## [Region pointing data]
=== Begin Enclosure ===

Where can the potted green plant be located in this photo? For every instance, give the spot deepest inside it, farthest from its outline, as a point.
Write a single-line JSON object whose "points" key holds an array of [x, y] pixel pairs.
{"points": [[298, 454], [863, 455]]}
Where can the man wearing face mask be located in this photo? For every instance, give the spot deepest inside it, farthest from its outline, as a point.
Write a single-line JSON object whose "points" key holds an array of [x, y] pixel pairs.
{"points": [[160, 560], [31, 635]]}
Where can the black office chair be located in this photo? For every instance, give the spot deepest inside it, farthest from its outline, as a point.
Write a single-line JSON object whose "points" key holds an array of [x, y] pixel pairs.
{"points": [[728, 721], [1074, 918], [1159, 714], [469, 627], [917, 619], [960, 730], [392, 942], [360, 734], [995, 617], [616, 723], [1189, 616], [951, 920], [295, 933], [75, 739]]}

=== End Enclosure ===

## [EXERCISE GOAL]
Exactly the lines from the one containing "Where can the black" to the final line of the data, both included, should be printed, and nothing more.

## [REPLY]
Where can the black office chair be located in this photo? For every instance, give the spot deepest inside it, farthest from its outline, as a point.
Write a single-line JSON object whose "points" key holds an array of [x, y] pixel pairs.
{"points": [[728, 721], [1074, 918], [1159, 714], [469, 627], [917, 619], [960, 730], [392, 942], [360, 734], [995, 617], [616, 723], [1189, 616], [951, 920], [295, 933], [75, 739]]}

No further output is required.